> [GIVEN PASSAGE]
>>>

Data Science

Time to Dive In: Leveraging public data with a data lake

18th Nov `16, 04:39 PM in Data Science

This post has been co-authored by  Adrian Botta and Meera Lakhavani. Real time, granular consumer insights are invaluable….

Anand Rao PWC
Anand Rao Contributor

This post has been co-authored by  Adrian Botta and Meera Lakhavani.

Real time, granular consumer insights are invaluable. Companies may know their customers’ basic demographics, but what if they leveraged customer travel patterns, activities, and situational preferences? They would be able to predict purchase behavior, conduct more accurate targeted marketing, and understand their consumer better. A data lake makes business insights such as these a reality within reach.

A data lake is a flexible repository that can store data in multiple formats and their original states before being used for analysis. Leveraging a data lake structure, we collect data from numerous public sources to see what can be illuminated about consumer behavior. A good description of data lake architecture and its benefits can be found in, The future of big data: data lakes and The data lake: No longer a pipe dream for today’s enterprises.

The role of a data lake in a business setting is to efficiently and inexpensively provide a wealth of insight into the industry of interest. This allows for fast querying and fact checking to validate, support, and even fuel business endeavors.  One of the five leading Data Lake practices is to take a business centric approach (see 5 leading practices for data lakes for more details).

Using a data lake to explore urban consumer patterns

To be able to explore the capabilities of a data lake in a business context, a use case and a set of goals were defined. The primary goal was to understand more about consumer patterns throughout a city. This was achieved by analyzing and visualizing publicly available data to create a birds-eye view of a city. This allowed flexibility to connect the data lake to specific applications and insights from at least one industry. After reviewing the open data sources from eight major cities across the globe, New York City’s abundance of information prompted us to build our initial data lake from its open data.

Google’s Cloud Platform served as a quick and convenient data lake. The platform enabled web-scraping, downloading, and storing of the data directly onto the cloud. We then processed and kept track of various versions of data sets using the Google Compute Engine. The engine allowed for the creation of computing instances that were capable of handling large data sets and moving data quickly to and from storage.

Data collection included transportation, business, health, safety, demographic, and other categories of data to help us paint a holistic view of the consumer. We chose to follow individual consumers at a very granular level by analyzing NYC Taxi Cab and CitiBike data instead of viewing the high level flow of thousands of consumers from subway turnstile data. Most of our data was in CSV format; however, the location and twitter data used were in json and text formats.

Apache Spark, a big data computing framework, was used with Python (PySpark) as our data munging tool. This equipped us with the ability to handle and process hundreds of millions of rows of transportation and social media data with ease. Python’s Pandas library was used on some of our smaller and more processed data sets to pull and show insights. Transportation data was linked to the rest of the data sets through reverse geocoding directly on the cloud platform.

While traditional location-based data sets contain data on consumers at home, we were able to create a dynamic view of how consumers with different demographics move throughout parts of the city. This allowed us to see exactly where certain segments of customers were throughout the day, and which Zip codes were receiving higher income consumers over the weekends versus the weekdays. To explore a more specific application, we linked NYC hotel data to taxi rides to and from the airport to get a market share approximation of the hotels in the Times Square area. Using the data lake, we were able to take static data sets and link them to one another to create powerful, granular views of consumers throughout the day.

<<<

> [CHECK YOUR UNDERSTANDING]
1. Update the data lake article from "Real time, granular consumer insights are invaluable." down to "reality within reach.", swapping "invaluable" for "priceless".
2. Using the data lake article, answer these:
(a) Which city's open data was used to build the initial data lake?
(b) What served as the data lake?
(c) What format was most of the data in?
The lines that follow come from a different source than the data lake article.

> [RECORD EXTRACTS]
>>>

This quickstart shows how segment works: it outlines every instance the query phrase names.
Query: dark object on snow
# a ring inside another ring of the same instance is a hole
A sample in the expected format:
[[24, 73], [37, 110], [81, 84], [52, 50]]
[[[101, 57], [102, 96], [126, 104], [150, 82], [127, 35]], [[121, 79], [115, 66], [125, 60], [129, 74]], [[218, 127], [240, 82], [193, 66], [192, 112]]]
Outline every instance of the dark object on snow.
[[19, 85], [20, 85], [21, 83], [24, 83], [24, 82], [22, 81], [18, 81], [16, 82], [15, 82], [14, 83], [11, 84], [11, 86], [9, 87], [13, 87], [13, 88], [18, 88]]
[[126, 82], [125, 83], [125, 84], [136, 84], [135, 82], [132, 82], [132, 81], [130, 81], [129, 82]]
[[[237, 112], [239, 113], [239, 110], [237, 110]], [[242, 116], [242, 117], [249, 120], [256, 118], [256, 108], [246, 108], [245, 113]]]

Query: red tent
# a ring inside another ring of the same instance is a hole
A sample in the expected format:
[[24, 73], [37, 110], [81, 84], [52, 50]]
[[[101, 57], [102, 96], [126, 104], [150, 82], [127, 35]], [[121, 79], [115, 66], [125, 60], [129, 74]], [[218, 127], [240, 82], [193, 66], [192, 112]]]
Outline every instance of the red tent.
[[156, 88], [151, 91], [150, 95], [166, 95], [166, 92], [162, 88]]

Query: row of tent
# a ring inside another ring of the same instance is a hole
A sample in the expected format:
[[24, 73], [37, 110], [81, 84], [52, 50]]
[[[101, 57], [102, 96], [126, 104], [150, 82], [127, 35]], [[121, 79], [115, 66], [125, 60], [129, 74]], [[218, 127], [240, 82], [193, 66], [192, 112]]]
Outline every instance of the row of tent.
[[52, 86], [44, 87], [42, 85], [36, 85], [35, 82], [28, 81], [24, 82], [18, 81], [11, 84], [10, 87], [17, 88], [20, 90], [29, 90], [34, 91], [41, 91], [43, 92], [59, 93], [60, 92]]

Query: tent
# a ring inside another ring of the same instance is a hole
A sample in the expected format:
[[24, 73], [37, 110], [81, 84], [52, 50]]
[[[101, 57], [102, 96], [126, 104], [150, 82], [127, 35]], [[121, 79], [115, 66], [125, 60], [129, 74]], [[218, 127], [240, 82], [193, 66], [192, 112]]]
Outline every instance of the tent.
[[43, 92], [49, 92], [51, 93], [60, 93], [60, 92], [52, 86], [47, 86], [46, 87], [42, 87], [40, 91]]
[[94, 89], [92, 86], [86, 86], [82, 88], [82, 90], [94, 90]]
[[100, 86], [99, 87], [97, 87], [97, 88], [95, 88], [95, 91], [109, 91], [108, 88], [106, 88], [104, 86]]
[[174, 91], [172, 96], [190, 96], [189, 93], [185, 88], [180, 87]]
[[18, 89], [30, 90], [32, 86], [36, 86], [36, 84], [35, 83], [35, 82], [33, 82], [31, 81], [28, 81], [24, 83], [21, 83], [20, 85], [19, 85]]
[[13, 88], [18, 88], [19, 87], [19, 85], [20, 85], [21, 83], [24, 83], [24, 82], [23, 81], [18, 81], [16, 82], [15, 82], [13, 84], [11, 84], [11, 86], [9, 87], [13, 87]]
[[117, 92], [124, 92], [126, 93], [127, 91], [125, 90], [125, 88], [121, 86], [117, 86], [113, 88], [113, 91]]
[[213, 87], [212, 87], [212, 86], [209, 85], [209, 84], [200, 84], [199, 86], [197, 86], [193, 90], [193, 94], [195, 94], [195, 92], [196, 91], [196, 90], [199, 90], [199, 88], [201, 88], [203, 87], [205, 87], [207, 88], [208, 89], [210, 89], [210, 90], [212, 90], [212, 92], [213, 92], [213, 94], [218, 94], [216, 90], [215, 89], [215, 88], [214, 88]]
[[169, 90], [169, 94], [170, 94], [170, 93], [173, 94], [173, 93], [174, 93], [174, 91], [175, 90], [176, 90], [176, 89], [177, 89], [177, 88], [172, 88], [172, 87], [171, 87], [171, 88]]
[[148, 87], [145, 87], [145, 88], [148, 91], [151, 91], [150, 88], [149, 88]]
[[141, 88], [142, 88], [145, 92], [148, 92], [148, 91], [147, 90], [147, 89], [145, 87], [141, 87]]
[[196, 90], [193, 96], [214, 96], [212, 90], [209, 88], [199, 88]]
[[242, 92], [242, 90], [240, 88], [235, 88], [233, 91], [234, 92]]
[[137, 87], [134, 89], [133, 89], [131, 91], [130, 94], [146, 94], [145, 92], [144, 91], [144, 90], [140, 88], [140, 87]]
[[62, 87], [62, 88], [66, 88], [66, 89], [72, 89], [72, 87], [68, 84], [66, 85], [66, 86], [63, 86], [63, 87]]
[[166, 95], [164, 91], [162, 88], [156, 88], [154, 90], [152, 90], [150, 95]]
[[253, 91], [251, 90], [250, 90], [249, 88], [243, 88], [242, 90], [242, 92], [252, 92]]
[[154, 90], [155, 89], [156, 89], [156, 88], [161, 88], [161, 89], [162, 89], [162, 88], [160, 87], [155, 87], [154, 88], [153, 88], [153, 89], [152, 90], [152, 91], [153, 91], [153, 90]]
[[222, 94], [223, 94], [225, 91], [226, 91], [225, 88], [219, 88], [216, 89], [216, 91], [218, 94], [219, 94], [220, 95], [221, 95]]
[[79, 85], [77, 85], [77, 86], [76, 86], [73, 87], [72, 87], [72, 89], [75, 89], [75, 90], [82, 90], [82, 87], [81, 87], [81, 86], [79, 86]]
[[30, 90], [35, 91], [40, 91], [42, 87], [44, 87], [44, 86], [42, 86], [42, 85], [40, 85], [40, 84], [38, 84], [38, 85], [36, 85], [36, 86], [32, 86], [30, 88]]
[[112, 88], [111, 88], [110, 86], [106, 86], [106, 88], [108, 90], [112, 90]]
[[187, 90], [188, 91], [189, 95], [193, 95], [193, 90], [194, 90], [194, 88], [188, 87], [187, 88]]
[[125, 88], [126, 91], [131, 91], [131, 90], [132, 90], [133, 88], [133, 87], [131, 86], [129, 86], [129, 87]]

<<<

> [RESULTS]
1.
Real time, granular consumer insights are priceless. Companies may know their customers’ basic demographics, but what if they leveraged customer travel patterns, activities, and situational preferences? They would be able to predict purchase behavior, conduct more accurate targeted marketing, and understand their consumer better. A data lake makes business insights such as these a reality within reach.

2.
(a) New York City
(b) Google's Cloud Platform
(c) CSV